WORK ORDER => Pick out the lines below that contain the string "report" and copy them all.

AVAILABLE RECORDS =>
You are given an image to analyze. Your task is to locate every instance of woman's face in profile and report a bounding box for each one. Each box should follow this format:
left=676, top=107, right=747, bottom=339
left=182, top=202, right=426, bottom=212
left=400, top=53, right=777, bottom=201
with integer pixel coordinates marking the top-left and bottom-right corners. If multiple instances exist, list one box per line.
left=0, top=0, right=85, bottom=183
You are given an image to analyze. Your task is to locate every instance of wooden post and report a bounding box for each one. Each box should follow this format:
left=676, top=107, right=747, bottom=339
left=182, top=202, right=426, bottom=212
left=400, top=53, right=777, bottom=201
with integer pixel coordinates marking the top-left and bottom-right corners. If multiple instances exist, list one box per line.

OUTPUT FOR THIS EXERCISE =>
You are given an image to analyze. Your task is to locate every instance of woman's face in profile and report a bounding box for each one. Each box should follow this format:
You are given an image to analyze. Your task is to locate every instance of wooden post and report a bounding box for each one. Each box should follow this format:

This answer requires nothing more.